==== Selected text

What makes a city a city? Alongside obvious measures like population, factors such as density, infrastructure — paved roads, electricity and sewers — and how many people are working in jobs other than agriculture are considered. The UN report admits determining where a city starts and ends can be difficult, so its population numbers usually refer to the metropolitan area.

But it is those numbers — and by extension, the future world they suggest — that are so engrossing. Currently, one in eight people live in one of the globe’s 28 so-called “megacities,” places with populations of more than 10 million. By 2030, there will be 41 megacities, seven of them in China. Why?

“The answer is rather straightforward: there’s great demand for these places. If you were to take the economy of Beijing, Shanghai and Guangzhou together, they account for a trillion dollars a year,” Lall says. “That’s bigger than the economy of Norway, Sweden, about the same as South Korea’s economy.

“So these are huge economies,” he adds. “Clearly, the jobs they deliver are attracting millions of workers from the countryside to be part of the action.”

It should be no surprise, then, that Forbes magazine’s ranking of the world’s most influential places was packed with megacities: London, New York, Paris, Beijing, Tokyo and Los Angeles were all on the list. (Other big, but not mega, cities such as Dubai, Hong Kong, Singapore, Sydney, Toronto and the greater San Francisco area made Forbes’ cut.)

The world’s urban population has boomed since 1950: the report says there were 746 million urbanites then, compared with nearly four billion today, and that population will reach 6.3 billion by 2050. And “just three countries — India, China and Nigeria — together are expected to account for 37 per cent of the projected growth of the world’s urban population.”

Delhi, which in 1990 was the world’s 12th largest city — with a population of just under 10 million — will be home to 36,060,000 by 2030. Lagos’ population was about five million in 1990. By 2030, it’s estimated that almost 25 million people will be in Nigeria’s largest city.

In between the small city — fewer than 500,000 people, and home to half the world’s city residents — and the megacity is the large city, with a population of five to 10 million, and the medium city, where one to five million people live.

Many medium cities are — like Toronto — the biggest in their country. (The report also cites Sydney, Addis Ababa, and Montevideo, Uruguay, as examples.) The populations of those cities are “expected to increase by another 36 per cent between 2014 and 2030, growing from 827 million to 1.1 billion.”

Toronto’s population is estimated to reach nearly seven million by 2030, making it the 65th largest city in the world, and the fifth largest in North America, behind Mexico City, New York, Los Angeles and Chicago.

Just as cities evolve, the definition of a megacity, too, has evolved. And Sorensen calls it “one of those phony statistical thresholds.”

“If you’ve got 9,999,000 people you’re not a megacity,” he says. “There’s no real difference between say, 9 million and 10 million. There is a difference between 10 million and 2 million in how a city functions.”

“Once you get into that range, over seven (million), over eight, over 10, over 15 — then cities really function differently because it gets so big, and governance issues get really challenging,” Sorensen says.

Lall agrees, saying that cities have the opportunity to be “distance busters — that is, to connect people with opportunities.” But if cities aren’t well managed, they can become dysfunctional: crime, squalor, disease.

“You know, if you and I are sitting next to each other, we share an idea, we go to the market and we innovate on it, so that density of city provides this opportunity for creativity,” Lall says. “But just as easily, you and I are sitting beside each other and I have a disease and it’s just as easy to pass it on to you.

“So while the density of cities is really good, it’s also, if not well managed, it could be very problematic.”

========

• **Tasks and exercises**:
1. Translate this sentence from the megacities article into Spanish: "By 2030, there will be 41 megacities, seven of them in China."
2. Pull the passage from "It should be" to "made Forbes’ cut.)" out of the megacities article, copied word for word.

==== Listed entries

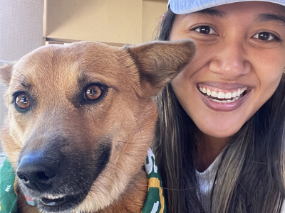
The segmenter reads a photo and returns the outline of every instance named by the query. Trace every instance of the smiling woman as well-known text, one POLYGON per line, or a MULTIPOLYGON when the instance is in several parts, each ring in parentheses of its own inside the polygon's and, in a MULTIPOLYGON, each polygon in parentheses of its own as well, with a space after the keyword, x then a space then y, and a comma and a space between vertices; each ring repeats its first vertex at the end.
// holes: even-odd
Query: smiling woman
POLYGON ((157 97, 170 212, 283 212, 284 5, 169 1, 159 39, 197 45, 157 97))

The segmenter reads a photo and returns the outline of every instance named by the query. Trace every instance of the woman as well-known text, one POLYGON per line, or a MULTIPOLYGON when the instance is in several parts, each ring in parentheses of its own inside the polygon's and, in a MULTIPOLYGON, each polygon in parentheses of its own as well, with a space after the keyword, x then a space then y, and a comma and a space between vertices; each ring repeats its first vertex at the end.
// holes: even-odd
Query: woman
POLYGON ((284 5, 169 1, 159 39, 197 53, 157 97, 168 212, 282 212, 284 5))

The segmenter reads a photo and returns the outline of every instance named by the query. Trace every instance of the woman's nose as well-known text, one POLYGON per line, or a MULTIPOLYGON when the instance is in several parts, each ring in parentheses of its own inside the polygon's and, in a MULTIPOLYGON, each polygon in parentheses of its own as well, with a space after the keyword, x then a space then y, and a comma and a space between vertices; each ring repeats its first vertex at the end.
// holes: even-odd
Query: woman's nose
POLYGON ((225 39, 222 45, 217 44, 217 53, 209 65, 210 71, 228 79, 234 79, 250 72, 251 65, 247 60, 242 40, 237 40, 225 39))

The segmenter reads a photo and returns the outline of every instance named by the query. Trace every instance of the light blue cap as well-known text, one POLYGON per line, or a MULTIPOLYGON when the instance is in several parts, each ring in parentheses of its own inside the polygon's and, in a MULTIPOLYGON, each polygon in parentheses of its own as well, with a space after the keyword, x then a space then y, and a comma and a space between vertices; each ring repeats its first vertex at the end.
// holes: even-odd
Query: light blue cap
POLYGON ((219 5, 242 1, 266 1, 285 6, 285 0, 168 0, 167 9, 175 14, 187 14, 219 5))

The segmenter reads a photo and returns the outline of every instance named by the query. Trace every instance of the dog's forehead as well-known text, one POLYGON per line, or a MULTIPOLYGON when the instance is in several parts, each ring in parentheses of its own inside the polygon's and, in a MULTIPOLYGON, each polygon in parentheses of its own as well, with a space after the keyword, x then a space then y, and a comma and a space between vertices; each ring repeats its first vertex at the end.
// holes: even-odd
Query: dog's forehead
POLYGON ((130 75, 136 75, 128 72, 132 69, 125 68, 130 64, 130 58, 123 49, 102 43, 48 45, 20 60, 14 67, 13 78, 22 85, 61 84, 74 87, 78 79, 122 84, 122 81, 130 79, 130 75))

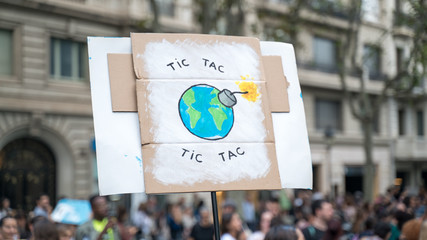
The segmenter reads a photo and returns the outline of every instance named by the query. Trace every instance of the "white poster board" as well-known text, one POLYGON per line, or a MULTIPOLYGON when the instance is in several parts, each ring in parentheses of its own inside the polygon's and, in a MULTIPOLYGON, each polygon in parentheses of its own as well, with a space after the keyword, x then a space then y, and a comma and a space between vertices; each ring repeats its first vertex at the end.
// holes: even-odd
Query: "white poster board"
MULTIPOLYGON (((138 113, 113 112, 108 53, 131 53, 130 38, 89 37, 89 68, 101 195, 145 192, 138 113)), ((312 188, 311 155, 292 45, 261 42, 262 55, 282 57, 289 113, 273 113, 282 188, 312 188)))

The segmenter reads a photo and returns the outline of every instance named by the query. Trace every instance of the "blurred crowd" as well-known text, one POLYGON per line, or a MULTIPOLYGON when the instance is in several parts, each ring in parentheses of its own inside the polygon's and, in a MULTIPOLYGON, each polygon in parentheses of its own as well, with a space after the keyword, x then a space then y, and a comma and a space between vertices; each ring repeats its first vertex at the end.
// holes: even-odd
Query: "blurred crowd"
MULTIPOLYGON (((427 240, 427 194, 390 187, 373 202, 362 193, 329 199, 308 190, 270 192, 266 200, 225 199, 219 209, 221 240, 427 240)), ((92 196, 92 217, 79 226, 52 220, 49 197, 41 194, 31 212, 11 209, 3 198, 0 240, 212 240, 210 204, 202 200, 160 206, 149 196, 129 213, 118 206, 111 214, 106 197, 92 196)))

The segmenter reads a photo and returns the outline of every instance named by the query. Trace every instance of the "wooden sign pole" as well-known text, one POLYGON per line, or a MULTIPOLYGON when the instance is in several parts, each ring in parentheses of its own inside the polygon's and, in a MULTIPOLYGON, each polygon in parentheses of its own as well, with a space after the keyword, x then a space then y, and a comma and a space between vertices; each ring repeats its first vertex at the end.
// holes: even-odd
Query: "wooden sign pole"
POLYGON ((215 191, 211 192, 211 199, 212 199, 212 213, 214 218, 215 240, 220 240, 221 236, 219 235, 218 205, 217 205, 215 191))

========

• **Answers for this exercise**:
1. Para 2030, habrá 41 megaciudades, siete de ellas en China.

2.
It should be no surprise, then, that Forbes magazine’s ranking of the world’s most influential places was packed with megacities: London, New York, Paris, Beijing, Tokyo and Los Angeles were all on the list. (Other big, but not mega, cities such as Dubai, Hong Kong, Singapore, Sydney, Toronto and the greater San Francisco area made Forbes’ cut.)